**AUFGABE 1:**
Beantworten Sie anhand der Textstelle über das Du und Sie im Büro die folgenden Fragen und kennzeichnen Sie Ihre Antworten ebenfalls mit (a), (b), (c):
(a) Wo sind Ratgeber zu Benimmregeln im Büro omnipräsent?
(b) Was zeigt das DU?
(c) Was behält man beim SIE neben Diskretion?
**AUFGABE 2:**
Prüfen Sie, ob die folgenden Aussagen mit der Textstelle über das Du und Sie im Büro übereinstimmen. Antworten Sie jeweils mit Ja oder Nein und zitieren Sie die entscheidenden Worte des Textes wörtlich.
(a) Das SIE im Büro bedeutet, dass man sich nicht mag.
(b) Beim DU werden Hemmungen, eigene Schwächen zuzugeben, schneller abgebaut.
(c) Unter Du-Kollegen werden Konflikte häufiger offen ausgetragen.
**AUFGABE 3:**
Führen Sie den Text über das Du und Sie im Büro im Anschluss an seinen letzten Satz fort.

----- AUSGEWÄHLTE TEXTSTELLE -----

In Online-Foren, Seminaren oder Bibliotheksregalen – Ratgeber zu Benimmregeln im Büro sind omnipräsent. Warum? Weil der Alltag unter Kollegen nicht immer selbsterklärend ist. Ist die Kollegin, mit der Sie sich den Schreibtisch teilen, die Monika oder die Frau Meyer? Und wie verhält sich das eigentlich mit Ihrem Chef? Du oder Sie? Wir geben einige hilfreiche Antworten:
Welche Vor- und Nachteile hat das DU im Büro?
Nicht umsonst präferieren viele Kolleginnen die ungezwungenere Form: Das DU zeigt Nähe und Vertrautheit. Vor allem Personen gleichen Alters und gleicher Hierarchiestufe führt der direktere Ton zu guten, persönlichen Arbeitsbeziehungen, in denen man eben gern und damit besser arbeitet. Die leichte Ansprache schafft eine vertrauensvolle Atmosphäre. Hemmungen, eigene Schwächen zuzugeben, werden schneller abgebaut. Auch fällt es leichter, die imaginäre Grenze an der Bürotür zu überspringen – beispielsweise um bei unerwarteter Mehrarbeit um Unterstützung zu erbitten. Allerdings werden im Gegenzug unter Du-Kollegen auch gerne kleinere Nachlässigkeiten runter- oder ein Konflikt überspielt.
Da ist das SIE im Büro schon vorteilhaft. Jeder weiß, woran er ist, behält Diskretion und eine gewisse professionelle Distanz. Ein respektvoller Umgang wird gewahrt. Was natürlich nicht heißt, dass man sich nicht mag oder gar ablehnt. Auch ein Vorteil: Man hält sich Kolleginnen auf Abstand, die sehr schnell das DU suchen und sich indiskret verhalten.

----- GESPEICHERTE DATENSÄTZE -----

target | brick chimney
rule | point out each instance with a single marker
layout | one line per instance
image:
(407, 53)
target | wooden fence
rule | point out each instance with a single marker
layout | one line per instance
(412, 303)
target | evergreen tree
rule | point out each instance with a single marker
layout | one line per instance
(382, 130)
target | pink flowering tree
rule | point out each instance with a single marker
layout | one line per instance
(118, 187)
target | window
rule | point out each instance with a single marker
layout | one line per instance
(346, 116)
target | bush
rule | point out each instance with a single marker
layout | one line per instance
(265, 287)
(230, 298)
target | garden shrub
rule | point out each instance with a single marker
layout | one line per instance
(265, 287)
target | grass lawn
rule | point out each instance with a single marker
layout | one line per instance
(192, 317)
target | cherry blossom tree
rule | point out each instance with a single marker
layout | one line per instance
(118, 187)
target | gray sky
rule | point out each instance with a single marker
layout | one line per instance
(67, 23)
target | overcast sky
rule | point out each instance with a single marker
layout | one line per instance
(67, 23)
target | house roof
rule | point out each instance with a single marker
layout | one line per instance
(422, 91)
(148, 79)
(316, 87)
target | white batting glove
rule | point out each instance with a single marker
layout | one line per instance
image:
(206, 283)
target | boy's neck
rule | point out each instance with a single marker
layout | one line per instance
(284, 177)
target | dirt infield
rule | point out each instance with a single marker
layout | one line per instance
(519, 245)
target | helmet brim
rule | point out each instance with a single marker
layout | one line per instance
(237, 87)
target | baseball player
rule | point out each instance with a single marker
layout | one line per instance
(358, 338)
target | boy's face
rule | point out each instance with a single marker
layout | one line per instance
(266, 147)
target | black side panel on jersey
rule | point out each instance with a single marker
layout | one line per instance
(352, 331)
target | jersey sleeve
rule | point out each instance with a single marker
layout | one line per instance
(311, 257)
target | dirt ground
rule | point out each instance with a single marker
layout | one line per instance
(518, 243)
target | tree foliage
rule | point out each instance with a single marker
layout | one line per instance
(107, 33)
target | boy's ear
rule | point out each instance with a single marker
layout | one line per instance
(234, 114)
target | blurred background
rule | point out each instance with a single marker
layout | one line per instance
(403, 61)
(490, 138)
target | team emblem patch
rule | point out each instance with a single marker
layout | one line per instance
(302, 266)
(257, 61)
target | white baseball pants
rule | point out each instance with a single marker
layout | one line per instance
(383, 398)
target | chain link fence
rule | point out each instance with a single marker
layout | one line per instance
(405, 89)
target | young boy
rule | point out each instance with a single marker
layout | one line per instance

-----

**ANTWORT 1:**
(a) In Online-Foren, Seminaren oder Bibliotheksregalen.
(b) Nähe und Vertrautheit.
(c) Eine gewisse professionelle Distanz.

**ANTWORT 2:**
(a) Nein: „Was natürlich nicht heißt, dass man sich nicht mag oder gar ablehnt.“
(b) Ja: „Hemmungen, eigene Schwächen zuzugeben, werden schneller abgebaut.“
(c) Nein: „Allerdings werden im Gegenzug unter Du-Kollegen auch gerne kleinere Nachlässigkeiten runter- oder ein Konflikt überspielt.“

**ANTWORT 3:**
Wer bietet wem das DU an?
Im Privatleben ist das schnell erklärt. Hier gilt: Alter vor Geschlecht! Ältere Generationen können wählen, ob sie Jüngere duzen möchten. Ebenso haben Frauen in der Regel den Vortritt.
In der Kanzlei ist - wie in vielen Berufen - der Rang im Unternehmen das ausschlaggebende Kriterium. Stehen Sie auf derselben Sprosse der Karriereleiter, so geht das DU wiederum von der Frau oder dem Dienstälteren aus.
Interessanter wird es bei einem Jobwechsel oder einem Quereinstieg in eine neue Branche: Ratsam ist, zunächst mit dem SIE zu beginnen und ausgiebig zu beobachten, wie es Ihre neuen Kollegen mit der Anrede halten. Oder fragen Sie doch an Ihrem ersten Tag einfach charmant nach, wie denn der allgemeine Tenor ist.
Wie biete ich das Du an?
Wer jemandem das DU vorschlägt, der sollte dies unter vier Augen in einem ruhigen, keinesfalls drängenden Tonfall machen und dem Gesprächspartner stets ein Hintertürchen offen lassen. So entgeht man Peinlichkeiten und ist gewappnet, falls das Gegenüber vom zukünftigen Duzen eher absehen möchte. Vielleicht so:
„Wir kennen uns nun schon lange. Ich hätte nichts dagegen wenn wir uns Duzen. Wenn Sie das nicht wollen, ist das für mich in Ordnung. Ich bin davon überzeugt, dass wir weiterhin gut zusammenarbeiten."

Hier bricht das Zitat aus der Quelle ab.